◆ TASK REQUIREMENTS: Given the records below, would you repeat exactly the lines that begin at the one containing "the white smoke" and end at the one containing "the charred metal", inclusive?

(MATERIAL PROVIDED Opens)

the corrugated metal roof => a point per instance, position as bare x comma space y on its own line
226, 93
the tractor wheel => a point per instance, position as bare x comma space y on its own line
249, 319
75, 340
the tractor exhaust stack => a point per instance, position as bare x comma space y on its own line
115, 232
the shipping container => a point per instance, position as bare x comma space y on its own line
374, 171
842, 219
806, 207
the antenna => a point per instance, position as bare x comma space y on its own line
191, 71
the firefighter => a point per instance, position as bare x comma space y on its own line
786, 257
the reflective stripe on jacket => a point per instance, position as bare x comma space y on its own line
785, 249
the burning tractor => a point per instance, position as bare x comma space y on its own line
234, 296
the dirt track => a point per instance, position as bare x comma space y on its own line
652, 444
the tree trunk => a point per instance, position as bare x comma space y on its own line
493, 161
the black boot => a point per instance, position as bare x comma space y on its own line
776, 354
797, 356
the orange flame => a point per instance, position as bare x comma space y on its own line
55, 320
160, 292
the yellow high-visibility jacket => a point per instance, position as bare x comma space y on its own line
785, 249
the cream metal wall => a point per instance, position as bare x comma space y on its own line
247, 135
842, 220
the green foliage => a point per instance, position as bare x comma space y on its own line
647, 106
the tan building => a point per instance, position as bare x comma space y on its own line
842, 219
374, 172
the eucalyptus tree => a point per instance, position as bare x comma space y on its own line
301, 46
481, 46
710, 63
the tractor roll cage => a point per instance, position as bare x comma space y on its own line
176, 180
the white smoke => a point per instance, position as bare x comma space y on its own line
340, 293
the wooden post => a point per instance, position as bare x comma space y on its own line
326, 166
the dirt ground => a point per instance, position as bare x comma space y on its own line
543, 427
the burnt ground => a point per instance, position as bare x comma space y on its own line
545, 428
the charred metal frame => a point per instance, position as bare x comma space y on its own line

(MATERIAL PROVIDED Closes)
(MATERIAL PROVIDED Opens)

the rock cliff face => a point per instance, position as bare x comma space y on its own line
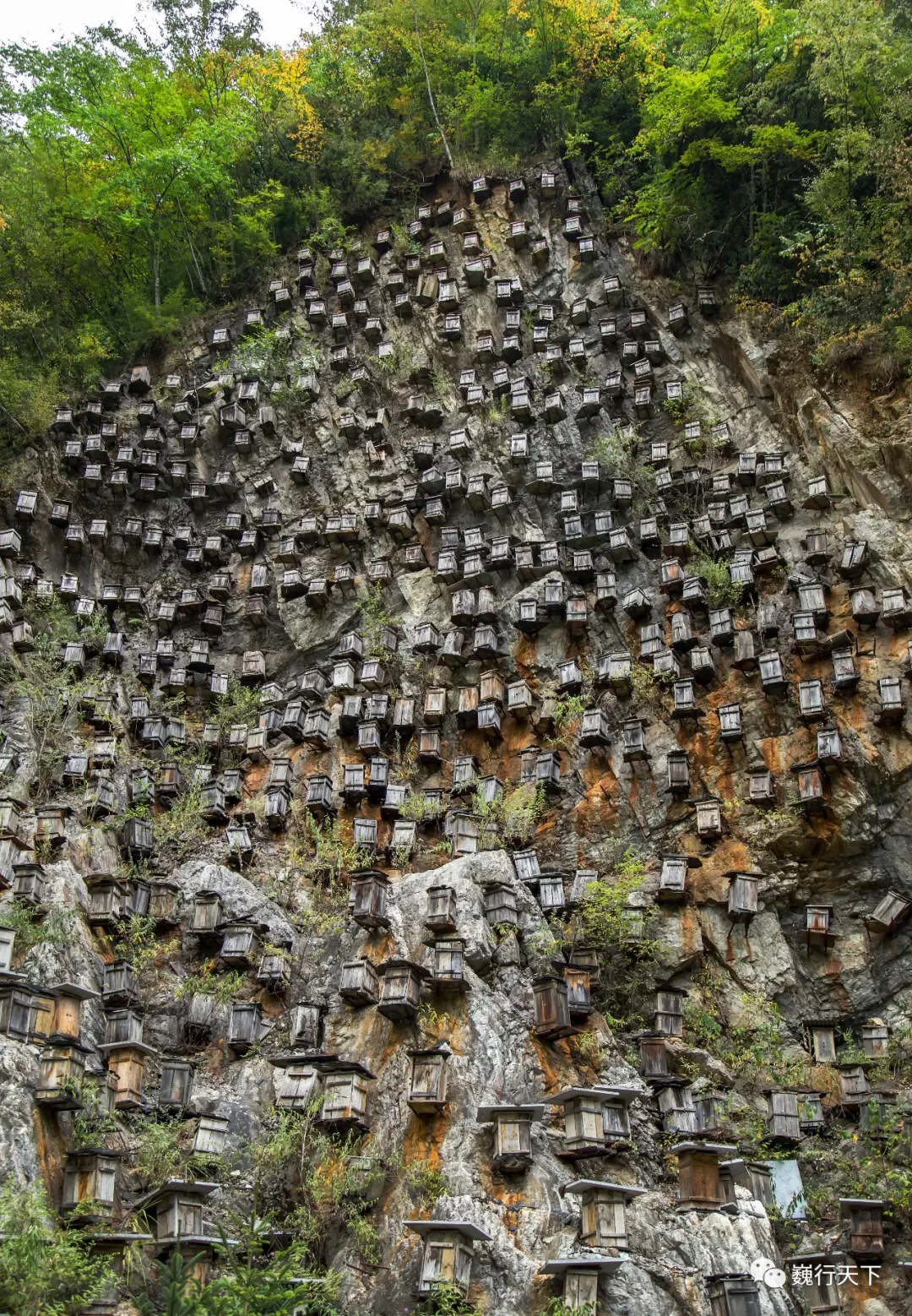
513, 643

(MATERIAL PROVIDED Closes)
(MATERIAL PROVIDED Opens)

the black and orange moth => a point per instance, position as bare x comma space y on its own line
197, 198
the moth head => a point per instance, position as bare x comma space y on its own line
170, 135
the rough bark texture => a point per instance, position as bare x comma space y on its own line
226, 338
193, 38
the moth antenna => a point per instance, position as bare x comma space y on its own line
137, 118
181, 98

(MATERIAL PROVIDED Closes)

◆ SOLUTION TO THIS PROBLEM:
the white smoke => a point per instance, position as bare x comma space y on its own line
340, 293
the wooden post => a point per instance, position as bare x comma space y on its own line
326, 166
the dirt ground => a point per instance, position as bare x comma space y on its own line
543, 427
the burnt ground => a point per instance, position as bare x comma space y on its own line
545, 428
the charred metal frame => a point per instance, position as bare x comma space y on its own line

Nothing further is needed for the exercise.